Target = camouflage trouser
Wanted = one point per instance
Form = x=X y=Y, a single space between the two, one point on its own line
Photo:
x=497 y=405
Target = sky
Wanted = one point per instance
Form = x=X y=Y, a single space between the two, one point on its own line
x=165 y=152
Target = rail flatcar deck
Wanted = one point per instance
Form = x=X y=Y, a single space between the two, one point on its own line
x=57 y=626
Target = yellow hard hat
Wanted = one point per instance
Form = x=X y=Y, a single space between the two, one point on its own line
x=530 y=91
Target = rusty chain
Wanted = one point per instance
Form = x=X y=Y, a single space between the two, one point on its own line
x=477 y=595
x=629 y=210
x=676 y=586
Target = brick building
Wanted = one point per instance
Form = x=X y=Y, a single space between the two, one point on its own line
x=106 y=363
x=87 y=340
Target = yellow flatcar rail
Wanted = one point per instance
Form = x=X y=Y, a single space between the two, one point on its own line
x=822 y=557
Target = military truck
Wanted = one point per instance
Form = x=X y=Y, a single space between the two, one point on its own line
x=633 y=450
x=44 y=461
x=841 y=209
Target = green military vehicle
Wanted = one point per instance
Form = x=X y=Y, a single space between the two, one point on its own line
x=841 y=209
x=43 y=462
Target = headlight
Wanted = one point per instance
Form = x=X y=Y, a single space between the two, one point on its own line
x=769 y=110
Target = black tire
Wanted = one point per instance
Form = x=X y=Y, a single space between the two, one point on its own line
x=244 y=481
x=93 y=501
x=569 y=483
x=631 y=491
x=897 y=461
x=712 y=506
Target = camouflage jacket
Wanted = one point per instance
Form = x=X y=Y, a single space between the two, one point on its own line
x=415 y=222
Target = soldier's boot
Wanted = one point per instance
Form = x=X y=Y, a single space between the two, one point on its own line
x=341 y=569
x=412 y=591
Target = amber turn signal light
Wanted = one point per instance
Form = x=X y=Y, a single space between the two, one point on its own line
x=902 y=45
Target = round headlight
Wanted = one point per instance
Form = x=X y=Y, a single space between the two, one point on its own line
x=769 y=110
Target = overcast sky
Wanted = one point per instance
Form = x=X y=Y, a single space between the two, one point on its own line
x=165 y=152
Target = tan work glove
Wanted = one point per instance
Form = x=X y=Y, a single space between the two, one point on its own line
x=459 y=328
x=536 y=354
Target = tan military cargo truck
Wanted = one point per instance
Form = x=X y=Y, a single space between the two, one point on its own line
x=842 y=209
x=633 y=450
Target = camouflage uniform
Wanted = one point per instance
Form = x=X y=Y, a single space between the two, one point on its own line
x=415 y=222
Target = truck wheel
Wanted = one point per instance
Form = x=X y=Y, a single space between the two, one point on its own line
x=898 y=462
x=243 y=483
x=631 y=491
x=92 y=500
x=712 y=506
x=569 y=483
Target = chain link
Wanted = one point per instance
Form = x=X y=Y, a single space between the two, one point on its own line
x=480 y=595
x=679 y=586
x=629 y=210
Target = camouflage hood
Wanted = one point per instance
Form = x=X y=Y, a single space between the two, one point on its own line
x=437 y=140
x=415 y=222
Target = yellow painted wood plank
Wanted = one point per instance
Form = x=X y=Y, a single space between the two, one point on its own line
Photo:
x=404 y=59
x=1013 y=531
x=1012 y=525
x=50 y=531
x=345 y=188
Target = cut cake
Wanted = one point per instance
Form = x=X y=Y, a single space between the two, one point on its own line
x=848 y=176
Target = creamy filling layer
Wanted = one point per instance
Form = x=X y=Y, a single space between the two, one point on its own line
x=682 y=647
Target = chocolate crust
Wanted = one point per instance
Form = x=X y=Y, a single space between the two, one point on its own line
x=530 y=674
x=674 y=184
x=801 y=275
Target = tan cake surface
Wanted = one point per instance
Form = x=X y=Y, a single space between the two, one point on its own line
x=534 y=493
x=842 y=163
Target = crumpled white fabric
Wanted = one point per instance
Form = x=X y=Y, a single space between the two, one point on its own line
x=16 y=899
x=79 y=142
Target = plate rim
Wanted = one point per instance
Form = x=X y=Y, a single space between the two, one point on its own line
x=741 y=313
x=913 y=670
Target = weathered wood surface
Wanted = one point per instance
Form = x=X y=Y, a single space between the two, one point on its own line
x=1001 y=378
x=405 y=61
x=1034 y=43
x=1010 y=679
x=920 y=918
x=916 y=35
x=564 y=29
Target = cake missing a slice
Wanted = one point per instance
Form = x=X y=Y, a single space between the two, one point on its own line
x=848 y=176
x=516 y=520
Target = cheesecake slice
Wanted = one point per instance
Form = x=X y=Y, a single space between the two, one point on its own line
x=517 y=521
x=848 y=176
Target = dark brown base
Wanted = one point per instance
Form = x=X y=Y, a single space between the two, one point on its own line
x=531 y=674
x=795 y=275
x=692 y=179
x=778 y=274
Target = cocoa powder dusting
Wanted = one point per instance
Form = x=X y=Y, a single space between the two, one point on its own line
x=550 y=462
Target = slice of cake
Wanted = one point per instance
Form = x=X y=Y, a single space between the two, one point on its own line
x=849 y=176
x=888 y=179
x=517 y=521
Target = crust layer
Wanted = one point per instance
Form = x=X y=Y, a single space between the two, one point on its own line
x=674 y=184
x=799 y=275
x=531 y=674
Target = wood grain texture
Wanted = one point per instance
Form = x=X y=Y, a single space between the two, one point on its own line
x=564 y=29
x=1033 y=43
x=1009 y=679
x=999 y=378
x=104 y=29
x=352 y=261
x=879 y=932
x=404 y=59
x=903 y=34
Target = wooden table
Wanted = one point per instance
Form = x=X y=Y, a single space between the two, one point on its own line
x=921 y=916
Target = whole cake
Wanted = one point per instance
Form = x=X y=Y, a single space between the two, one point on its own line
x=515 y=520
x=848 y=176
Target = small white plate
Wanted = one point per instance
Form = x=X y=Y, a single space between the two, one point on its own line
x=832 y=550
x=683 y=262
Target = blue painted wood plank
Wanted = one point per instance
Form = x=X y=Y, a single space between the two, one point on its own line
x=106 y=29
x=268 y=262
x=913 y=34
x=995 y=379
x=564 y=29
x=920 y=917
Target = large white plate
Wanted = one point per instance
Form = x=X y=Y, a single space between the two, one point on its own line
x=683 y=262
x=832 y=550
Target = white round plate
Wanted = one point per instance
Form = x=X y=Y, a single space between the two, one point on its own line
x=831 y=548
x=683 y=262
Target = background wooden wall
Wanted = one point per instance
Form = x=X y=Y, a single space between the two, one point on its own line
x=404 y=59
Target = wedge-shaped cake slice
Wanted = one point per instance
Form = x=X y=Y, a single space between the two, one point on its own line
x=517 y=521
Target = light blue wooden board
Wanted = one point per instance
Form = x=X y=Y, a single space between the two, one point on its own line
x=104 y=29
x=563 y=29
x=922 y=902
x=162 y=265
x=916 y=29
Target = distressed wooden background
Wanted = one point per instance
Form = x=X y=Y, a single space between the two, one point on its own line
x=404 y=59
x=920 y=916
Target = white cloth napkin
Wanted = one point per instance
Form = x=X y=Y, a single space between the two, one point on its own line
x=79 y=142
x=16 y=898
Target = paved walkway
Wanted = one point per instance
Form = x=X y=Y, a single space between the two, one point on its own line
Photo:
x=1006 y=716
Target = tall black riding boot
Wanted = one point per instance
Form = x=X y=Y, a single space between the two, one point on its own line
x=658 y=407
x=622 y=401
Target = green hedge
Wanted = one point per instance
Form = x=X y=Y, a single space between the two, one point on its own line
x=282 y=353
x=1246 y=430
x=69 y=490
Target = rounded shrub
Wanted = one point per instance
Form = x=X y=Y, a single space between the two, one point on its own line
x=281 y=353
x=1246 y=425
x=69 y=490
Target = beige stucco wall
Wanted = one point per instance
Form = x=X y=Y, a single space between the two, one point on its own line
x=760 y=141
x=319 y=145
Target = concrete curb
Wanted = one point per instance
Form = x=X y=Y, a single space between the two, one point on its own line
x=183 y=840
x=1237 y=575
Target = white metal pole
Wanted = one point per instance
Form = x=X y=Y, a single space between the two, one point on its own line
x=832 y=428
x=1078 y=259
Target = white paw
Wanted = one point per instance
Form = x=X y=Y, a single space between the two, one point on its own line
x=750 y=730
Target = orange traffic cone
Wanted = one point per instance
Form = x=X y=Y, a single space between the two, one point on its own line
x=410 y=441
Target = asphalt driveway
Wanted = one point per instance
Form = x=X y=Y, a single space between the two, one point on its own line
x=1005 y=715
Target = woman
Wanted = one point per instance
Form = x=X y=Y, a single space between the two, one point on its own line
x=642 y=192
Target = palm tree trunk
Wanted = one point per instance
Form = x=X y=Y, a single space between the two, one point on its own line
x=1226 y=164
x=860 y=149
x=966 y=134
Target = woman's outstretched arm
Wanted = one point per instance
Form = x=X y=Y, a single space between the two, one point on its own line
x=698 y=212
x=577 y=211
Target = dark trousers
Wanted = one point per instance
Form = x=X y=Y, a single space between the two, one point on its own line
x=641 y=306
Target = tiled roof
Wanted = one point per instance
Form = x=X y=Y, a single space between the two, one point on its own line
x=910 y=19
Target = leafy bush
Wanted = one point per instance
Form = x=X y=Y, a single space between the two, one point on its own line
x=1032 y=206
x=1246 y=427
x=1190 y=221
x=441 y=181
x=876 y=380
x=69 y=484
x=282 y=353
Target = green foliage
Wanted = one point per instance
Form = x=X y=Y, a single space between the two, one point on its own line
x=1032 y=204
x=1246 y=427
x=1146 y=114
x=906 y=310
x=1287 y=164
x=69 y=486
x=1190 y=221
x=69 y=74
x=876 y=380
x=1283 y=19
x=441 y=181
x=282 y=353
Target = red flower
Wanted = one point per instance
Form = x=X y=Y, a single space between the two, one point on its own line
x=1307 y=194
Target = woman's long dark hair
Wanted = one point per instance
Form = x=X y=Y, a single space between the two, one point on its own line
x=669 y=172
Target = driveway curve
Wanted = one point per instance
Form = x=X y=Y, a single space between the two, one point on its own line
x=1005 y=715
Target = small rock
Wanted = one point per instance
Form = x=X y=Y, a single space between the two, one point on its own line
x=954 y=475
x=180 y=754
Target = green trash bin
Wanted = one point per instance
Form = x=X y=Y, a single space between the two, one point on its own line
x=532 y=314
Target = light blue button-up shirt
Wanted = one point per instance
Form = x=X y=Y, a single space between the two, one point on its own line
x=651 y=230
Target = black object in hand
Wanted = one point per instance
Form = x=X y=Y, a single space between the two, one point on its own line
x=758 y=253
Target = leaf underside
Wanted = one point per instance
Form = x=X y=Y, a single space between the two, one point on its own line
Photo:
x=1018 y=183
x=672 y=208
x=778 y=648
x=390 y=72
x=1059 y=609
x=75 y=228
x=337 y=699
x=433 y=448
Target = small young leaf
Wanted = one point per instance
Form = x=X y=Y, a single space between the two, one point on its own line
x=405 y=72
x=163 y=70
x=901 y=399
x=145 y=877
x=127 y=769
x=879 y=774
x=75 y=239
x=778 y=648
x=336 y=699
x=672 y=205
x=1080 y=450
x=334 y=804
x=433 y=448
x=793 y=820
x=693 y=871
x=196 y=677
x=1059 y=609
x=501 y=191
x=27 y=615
____
(What the task requires): Write the lines out exactly, from the one with "Target = leaf underside" down to the last line of the listing, and leave out all others.

(Solution):
Target = leaf underside
Wanted = one point per instance
Form = x=X y=Y, a single space between the two, one point on its own line
Photo:
x=1018 y=183
x=672 y=208
x=778 y=648
x=390 y=72
x=1059 y=609
x=75 y=228
x=337 y=699
x=433 y=448
Target = small young leaf
Wanted = one point per instance
Form = x=X y=Y, a single space between the two, one point on its own line
x=405 y=72
x=163 y=70
x=901 y=399
x=145 y=877
x=127 y=769
x=879 y=774
x=75 y=239
x=778 y=648
x=336 y=699
x=672 y=205
x=1080 y=450
x=334 y=804
x=433 y=448
x=793 y=820
x=693 y=871
x=196 y=677
x=1059 y=609
x=501 y=191
x=27 y=615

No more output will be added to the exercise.